#### JOB:
From the listing below, quote every line from the one containing "Target: black fur on head" through the one containing "58 106 L 66", word for word and with both of those lines included.

(Data listing)

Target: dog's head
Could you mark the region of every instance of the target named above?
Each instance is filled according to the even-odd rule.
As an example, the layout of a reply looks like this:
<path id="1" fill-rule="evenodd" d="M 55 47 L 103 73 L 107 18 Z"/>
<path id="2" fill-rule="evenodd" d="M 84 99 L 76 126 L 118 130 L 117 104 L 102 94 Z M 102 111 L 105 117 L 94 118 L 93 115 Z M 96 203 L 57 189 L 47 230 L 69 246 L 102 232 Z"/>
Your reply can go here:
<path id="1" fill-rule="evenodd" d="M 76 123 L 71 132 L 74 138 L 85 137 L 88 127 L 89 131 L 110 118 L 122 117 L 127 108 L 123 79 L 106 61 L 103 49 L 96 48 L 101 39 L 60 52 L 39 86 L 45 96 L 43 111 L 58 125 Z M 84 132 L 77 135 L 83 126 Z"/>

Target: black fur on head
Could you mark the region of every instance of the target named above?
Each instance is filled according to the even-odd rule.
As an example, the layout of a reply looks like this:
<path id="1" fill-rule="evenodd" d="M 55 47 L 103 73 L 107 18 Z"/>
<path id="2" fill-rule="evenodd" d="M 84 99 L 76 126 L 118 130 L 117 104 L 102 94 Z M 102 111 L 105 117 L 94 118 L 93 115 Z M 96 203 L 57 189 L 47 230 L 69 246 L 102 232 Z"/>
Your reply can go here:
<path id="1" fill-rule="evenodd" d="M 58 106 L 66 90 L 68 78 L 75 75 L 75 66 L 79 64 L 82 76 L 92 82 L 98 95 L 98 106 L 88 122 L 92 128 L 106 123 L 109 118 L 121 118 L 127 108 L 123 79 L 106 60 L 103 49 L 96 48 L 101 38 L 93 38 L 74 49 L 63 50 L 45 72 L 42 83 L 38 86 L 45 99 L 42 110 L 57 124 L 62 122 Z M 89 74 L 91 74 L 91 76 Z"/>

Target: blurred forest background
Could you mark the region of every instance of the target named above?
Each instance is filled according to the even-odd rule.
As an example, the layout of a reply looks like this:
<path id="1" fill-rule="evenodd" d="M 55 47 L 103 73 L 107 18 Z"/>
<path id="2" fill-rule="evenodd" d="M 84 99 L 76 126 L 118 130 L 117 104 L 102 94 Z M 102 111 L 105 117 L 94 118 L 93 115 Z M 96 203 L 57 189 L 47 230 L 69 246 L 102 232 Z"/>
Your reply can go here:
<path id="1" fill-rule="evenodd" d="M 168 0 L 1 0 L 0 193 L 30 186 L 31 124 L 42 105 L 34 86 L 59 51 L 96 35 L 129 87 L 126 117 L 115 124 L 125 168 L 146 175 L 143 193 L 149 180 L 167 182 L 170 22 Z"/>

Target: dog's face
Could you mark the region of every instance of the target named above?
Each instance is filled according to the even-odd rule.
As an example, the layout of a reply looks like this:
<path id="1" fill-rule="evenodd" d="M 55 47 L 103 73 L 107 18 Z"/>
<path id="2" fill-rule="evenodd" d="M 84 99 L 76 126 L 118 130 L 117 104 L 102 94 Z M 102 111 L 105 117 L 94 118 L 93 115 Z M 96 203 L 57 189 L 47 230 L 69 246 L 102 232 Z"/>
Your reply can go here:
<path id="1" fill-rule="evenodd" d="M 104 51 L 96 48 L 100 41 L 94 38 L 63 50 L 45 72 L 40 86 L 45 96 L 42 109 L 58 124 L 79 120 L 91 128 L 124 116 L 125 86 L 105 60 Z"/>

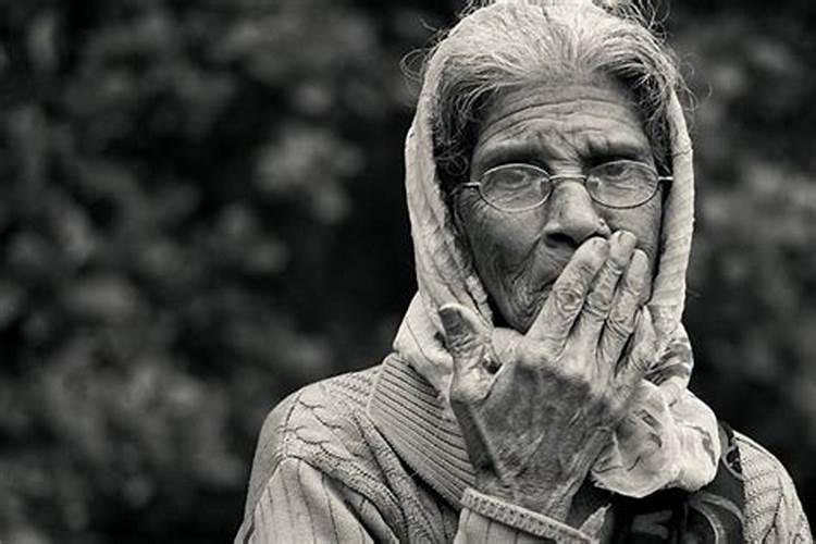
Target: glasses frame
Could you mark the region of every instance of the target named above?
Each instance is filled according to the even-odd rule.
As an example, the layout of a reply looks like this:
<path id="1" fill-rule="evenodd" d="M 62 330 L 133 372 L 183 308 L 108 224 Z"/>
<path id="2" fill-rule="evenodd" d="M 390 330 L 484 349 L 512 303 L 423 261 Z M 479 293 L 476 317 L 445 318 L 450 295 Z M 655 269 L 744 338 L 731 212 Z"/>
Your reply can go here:
<path id="1" fill-rule="evenodd" d="M 638 203 L 626 205 L 626 206 L 611 206 L 611 205 L 602 202 L 597 198 L 595 198 L 592 193 L 590 193 L 588 190 L 586 194 L 590 195 L 590 198 L 594 202 L 603 206 L 604 208 L 609 208 L 609 209 L 613 209 L 613 210 L 631 210 L 633 208 L 639 208 L 639 207 L 643 206 L 644 203 L 648 202 L 650 200 L 652 200 L 655 197 L 655 195 L 657 195 L 657 191 L 660 188 L 660 183 L 662 182 L 671 183 L 671 182 L 675 181 L 673 176 L 670 176 L 670 175 L 659 175 L 659 173 L 657 172 L 657 170 L 654 166 L 652 166 L 651 164 L 645 163 L 643 161 L 633 161 L 633 160 L 629 160 L 629 159 L 620 159 L 620 160 L 616 160 L 616 161 L 604 162 L 603 164 L 598 164 L 597 166 L 610 165 L 610 164 L 639 164 L 641 166 L 645 166 L 647 170 L 651 170 L 652 172 L 654 172 L 655 178 L 656 178 L 657 183 L 655 184 L 655 188 L 652 190 L 652 194 L 648 196 L 648 198 L 645 198 L 644 200 L 642 200 L 642 201 L 640 201 Z M 537 166 L 535 164 L 530 164 L 528 162 L 510 162 L 510 163 L 507 163 L 507 164 L 499 164 L 498 166 L 493 166 L 491 169 L 487 169 L 482 174 L 482 177 L 484 177 L 485 175 L 487 175 L 491 172 L 494 172 L 496 170 L 505 169 L 505 168 L 512 168 L 512 166 L 524 166 L 524 168 L 528 168 L 528 169 L 537 170 L 537 171 L 540 171 L 542 173 L 542 178 L 539 180 L 539 183 L 542 183 L 542 180 L 548 180 L 549 183 L 553 184 L 551 190 L 547 193 L 547 195 L 544 198 L 542 198 L 542 200 L 540 202 L 537 202 L 537 203 L 535 203 L 533 206 L 527 206 L 524 208 L 516 208 L 516 209 L 512 209 L 512 208 L 503 208 L 503 207 L 500 207 L 498 205 L 495 205 L 495 203 L 491 202 L 490 199 L 484 195 L 484 193 L 482 190 L 482 182 L 467 182 L 467 183 L 462 183 L 462 184 L 460 184 L 457 187 L 457 193 L 460 191 L 461 189 L 475 188 L 475 189 L 479 190 L 479 196 L 481 197 L 481 199 L 484 200 L 485 203 L 487 206 L 490 206 L 491 208 L 494 208 L 496 210 L 503 211 L 505 213 L 521 213 L 521 212 L 531 211 L 531 210 L 534 210 L 536 208 L 541 208 L 542 206 L 544 206 L 544 202 L 547 201 L 547 199 L 549 198 L 549 195 L 553 194 L 553 188 L 555 188 L 554 182 L 562 182 L 562 181 L 567 181 L 567 180 L 582 180 L 582 185 L 584 186 L 584 188 L 586 188 L 586 180 L 592 175 L 591 172 L 590 173 L 585 173 L 585 174 L 551 174 L 549 172 L 547 172 L 543 168 Z M 593 166 L 592 169 L 590 169 L 590 171 L 592 171 L 594 168 L 597 168 L 597 166 Z"/>

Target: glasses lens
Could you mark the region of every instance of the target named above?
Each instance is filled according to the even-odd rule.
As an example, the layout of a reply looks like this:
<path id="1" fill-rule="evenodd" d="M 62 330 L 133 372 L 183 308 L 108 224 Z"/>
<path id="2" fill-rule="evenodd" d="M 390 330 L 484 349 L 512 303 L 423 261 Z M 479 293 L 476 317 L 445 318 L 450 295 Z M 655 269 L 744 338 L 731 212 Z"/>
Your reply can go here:
<path id="1" fill-rule="evenodd" d="M 495 208 L 529 210 L 547 197 L 547 173 L 531 164 L 507 164 L 489 170 L 481 181 L 482 196 Z"/>
<path id="2" fill-rule="evenodd" d="M 586 190 L 602 205 L 630 208 L 652 198 L 657 183 L 657 172 L 648 164 L 614 161 L 599 164 L 588 173 Z"/>

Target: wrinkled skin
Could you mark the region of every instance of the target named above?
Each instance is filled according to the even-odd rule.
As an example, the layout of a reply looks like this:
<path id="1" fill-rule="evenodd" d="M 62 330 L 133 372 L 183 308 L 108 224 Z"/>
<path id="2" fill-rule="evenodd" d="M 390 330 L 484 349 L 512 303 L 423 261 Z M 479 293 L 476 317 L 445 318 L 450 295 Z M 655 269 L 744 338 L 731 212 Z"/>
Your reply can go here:
<path id="1" fill-rule="evenodd" d="M 531 162 L 551 174 L 580 174 L 615 159 L 654 165 L 652 146 L 626 91 L 608 79 L 524 87 L 498 98 L 482 124 L 470 177 L 490 168 Z M 657 258 L 662 198 L 628 210 L 595 203 L 580 182 L 558 184 L 537 209 L 508 214 L 491 208 L 475 190 L 456 201 L 479 275 L 499 316 L 526 331 L 553 282 L 578 246 L 591 236 L 626 230 L 638 238 L 653 271 Z"/>
<path id="2" fill-rule="evenodd" d="M 482 124 L 471 178 L 508 162 L 580 174 L 599 162 L 653 163 L 625 90 L 594 78 L 502 96 Z M 566 520 L 572 500 L 655 355 L 647 300 L 662 198 L 603 209 L 579 181 L 508 214 L 477 191 L 455 201 L 459 230 L 497 309 L 440 310 L 455 371 L 450 401 L 477 487 Z M 630 342 L 631 341 L 631 342 Z"/>

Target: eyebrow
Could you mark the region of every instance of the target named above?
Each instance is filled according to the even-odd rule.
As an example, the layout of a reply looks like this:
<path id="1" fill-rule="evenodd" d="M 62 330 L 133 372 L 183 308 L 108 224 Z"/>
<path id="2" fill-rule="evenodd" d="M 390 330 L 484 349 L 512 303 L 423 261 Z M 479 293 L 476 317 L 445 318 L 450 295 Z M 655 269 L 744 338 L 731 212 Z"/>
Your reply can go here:
<path id="1" fill-rule="evenodd" d="M 512 136 L 495 144 L 486 144 L 480 152 L 479 163 L 484 169 L 495 166 L 503 162 L 530 162 L 546 165 L 549 153 L 542 149 L 537 138 Z M 579 154 L 584 162 L 597 162 L 593 159 L 638 159 L 646 160 L 652 153 L 652 148 L 636 138 L 601 133 L 598 136 L 590 132 L 585 141 L 582 143 Z"/>

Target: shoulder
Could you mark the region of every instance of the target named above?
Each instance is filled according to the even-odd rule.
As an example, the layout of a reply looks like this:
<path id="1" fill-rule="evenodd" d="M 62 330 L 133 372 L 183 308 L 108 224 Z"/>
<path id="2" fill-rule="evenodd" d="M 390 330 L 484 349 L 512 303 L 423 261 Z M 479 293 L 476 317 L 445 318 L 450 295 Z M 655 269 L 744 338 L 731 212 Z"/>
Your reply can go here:
<path id="1" fill-rule="evenodd" d="M 370 495 L 382 480 L 383 440 L 367 416 L 380 366 L 302 387 L 275 406 L 261 428 L 247 508 L 285 460 L 297 459 Z"/>
<path id="2" fill-rule="evenodd" d="M 790 474 L 774 454 L 734 432 L 745 479 L 746 542 L 811 542 L 807 519 Z"/>
<path id="3" fill-rule="evenodd" d="M 339 444 L 360 437 L 368 396 L 379 366 L 302 387 L 267 416 L 258 436 L 254 469 L 271 473 L 285 457 L 310 460 L 319 452 L 339 454 Z"/>

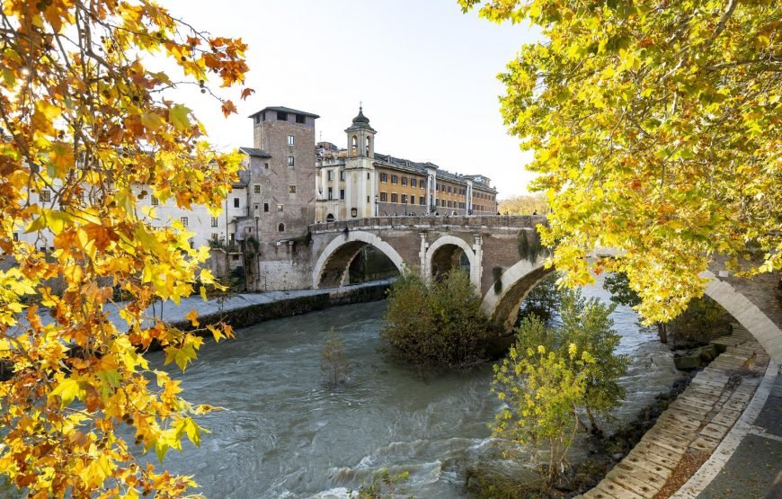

#### THE COMPLETED TASK:
Target: black fur on head
Could you mark the region of every instance of the target named above?
Each instance is filled according to the even-odd rule.
As an example, the layout of a reply looks like this:
<path id="1" fill-rule="evenodd" d="M 55 47 L 103 73 L 107 18 Z"/>
<path id="2" fill-rule="evenodd" d="M 84 99 L 76 126 L 118 130 L 117 104 L 102 94 Z M 102 111 L 105 117 L 94 118 L 93 115 Z M 96 203 L 57 189 L 47 230 L 69 246 L 102 232 Z"/>
Your reply can go here:
<path id="1" fill-rule="evenodd" d="M 58 106 L 66 90 L 68 78 L 75 75 L 75 66 L 79 64 L 82 76 L 92 82 L 98 95 L 98 106 L 88 122 L 92 128 L 106 123 L 109 118 L 121 118 L 127 108 L 123 79 L 106 60 L 103 49 L 96 48 L 101 38 L 93 38 L 74 49 L 63 50 L 45 72 L 42 83 L 38 86 L 45 99 L 42 110 L 57 124 L 62 122 Z M 89 74 L 91 74 L 91 76 Z"/>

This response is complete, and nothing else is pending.